* **Brano proposto**:
+++
“Ci sono le persone che a un certo punto se ne vanno e con le quali non hai più rapporti: vengono sfilate, creano una ferita, ma poi la ferita si rimargina. La morte non esiste, esistono i morti e a un certo punto mi viene il sospetto che praticamente non esistano che loro.”
La morte non esiste per chi ha declamato con grazia sopraffina e ricercata eleganza la sublime poesia dantesca, non esiste per chi si è abbeverato per tutta la vita alle fonti della cultura, non esiste per chi ha trascorso la maggior parte del suo tempo inebriato dal dolce profumo della carta stampata, non esiste per quei soggetti intemperanti e voracemente curiosi come Vittorio Sermonti. Il professore giornalista si è spento nella sua casa a Roma il 23 novembre 2016.
Figlio di un avvocato, Sermonti, fin da ragazzo, fa la conoscenza di personalità di rilievo come Emilio Gadda, Giorgio Bassani, Pier Paolo Pasolini, e, in particolare, Gianfranco Contini, grazie al quale realizzò il mastodontico progetto dantesco. Racconta lo scrittore romano in un’intervista che proprio dalla lettura di un saggio dantesco, redatto per l’appunto da Contini, trasse l’ispirazione per portare a compimento la sua idea.
“Aprii il quinto canto dell’Inferno e incominciai. Dopo un po’ mi interruppe: l’ha solfeggiato benissimo, ora lo legga. A quel punto mi sentii completamente libero. Conclusi la lettura con grande soddisfazione di entrambi.”
L’intensa attrazione per il sommo poeta, tuttavia, affonda le sue origini nell’infanzia di Vittorio Sermonti, che all’età di 10 anni ascoltava, ammirato, il padre recitargli la Divina Commedia.
+++
* **Dati riportati**:
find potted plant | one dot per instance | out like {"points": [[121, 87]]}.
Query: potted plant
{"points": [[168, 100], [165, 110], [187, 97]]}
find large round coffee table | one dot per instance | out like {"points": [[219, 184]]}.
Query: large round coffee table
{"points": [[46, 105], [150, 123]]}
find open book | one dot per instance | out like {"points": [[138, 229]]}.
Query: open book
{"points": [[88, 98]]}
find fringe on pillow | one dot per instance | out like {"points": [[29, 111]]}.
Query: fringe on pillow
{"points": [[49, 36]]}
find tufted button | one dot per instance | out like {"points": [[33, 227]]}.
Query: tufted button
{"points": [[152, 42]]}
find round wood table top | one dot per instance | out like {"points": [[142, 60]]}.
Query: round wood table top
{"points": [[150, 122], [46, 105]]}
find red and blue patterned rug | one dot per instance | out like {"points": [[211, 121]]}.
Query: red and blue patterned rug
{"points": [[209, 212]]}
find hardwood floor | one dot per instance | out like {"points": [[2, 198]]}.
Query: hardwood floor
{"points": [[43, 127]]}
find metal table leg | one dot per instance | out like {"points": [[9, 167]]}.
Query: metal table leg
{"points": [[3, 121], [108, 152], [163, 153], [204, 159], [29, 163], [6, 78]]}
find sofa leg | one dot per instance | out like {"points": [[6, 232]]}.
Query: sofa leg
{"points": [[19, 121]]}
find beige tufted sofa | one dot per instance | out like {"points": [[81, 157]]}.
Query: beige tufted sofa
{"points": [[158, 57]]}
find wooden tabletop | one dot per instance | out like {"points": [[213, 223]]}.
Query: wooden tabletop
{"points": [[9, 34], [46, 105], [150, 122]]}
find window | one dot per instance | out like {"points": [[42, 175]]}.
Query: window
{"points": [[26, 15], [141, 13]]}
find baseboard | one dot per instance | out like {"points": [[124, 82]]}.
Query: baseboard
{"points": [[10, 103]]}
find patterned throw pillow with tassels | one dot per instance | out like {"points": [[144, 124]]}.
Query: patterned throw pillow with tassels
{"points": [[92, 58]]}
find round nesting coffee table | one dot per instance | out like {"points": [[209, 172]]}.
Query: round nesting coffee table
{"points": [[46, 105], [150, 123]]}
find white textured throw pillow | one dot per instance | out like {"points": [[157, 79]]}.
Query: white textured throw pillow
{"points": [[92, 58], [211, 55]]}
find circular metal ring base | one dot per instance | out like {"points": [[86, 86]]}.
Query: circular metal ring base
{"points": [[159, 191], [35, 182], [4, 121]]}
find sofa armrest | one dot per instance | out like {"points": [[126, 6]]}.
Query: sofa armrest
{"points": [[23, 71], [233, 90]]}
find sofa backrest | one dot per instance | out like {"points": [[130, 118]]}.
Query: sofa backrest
+++
* **Consegne**:
- A) Rispondi a queste domande sul brano su Vittorio Sermonti:
(i) In quale città e in quale data si è spento Sermonti?
(ii) Che mestiere faceva suo padre?
(iii) A che età Sermonti ascoltava il padre recitargli la Divina Commedia?
- B) Aggiorna il brano su Vittorio Sermonti: riscrivi la parte che comincia con le parole "Figlio di un" e finisce con "la Divina Commedia.", mettendo "grande poeta" al posto di "sommo poeta".

* **Soluzioni**:
- A)
(i) A Roma, nella sua casa, il 23 novembre 2016.
(ii) L'avvocato.
(iii) A 10 anni.

- B)
Figlio di un avvocato, Sermonti, fin da ragazzo, fa la conoscenza di personalità di rilievo come Emilio Gadda, Giorgio Bassani, Pier Paolo Pasolini, e, in particolare, Gianfranco Contini, grazie al quale realizzò il mastodontico progetto dantesco. Racconta lo scrittore romano in un’intervista che proprio dalla lettura di un saggio dantesco, redatto per l’appunto da Contini, trasse l’ispirazione per portare a compimento la sua idea.
“Aprii il quinto canto dell’Inferno e incominciai. Dopo un po’ mi interruppe: l’ha solfeggiato benissimo, ora lo legga. A quel punto mi sentii completamente libero. Conclusi la lettura con grande soddisfazione di entrambi.”
L’intensa attrazione per il grande poeta, tuttavia, affonda le sue origini nell’infanzia di Vittorio Sermonti, che all’età di 10 anni ascoltava, ammirato, il padre recitargli la Divina Commedia.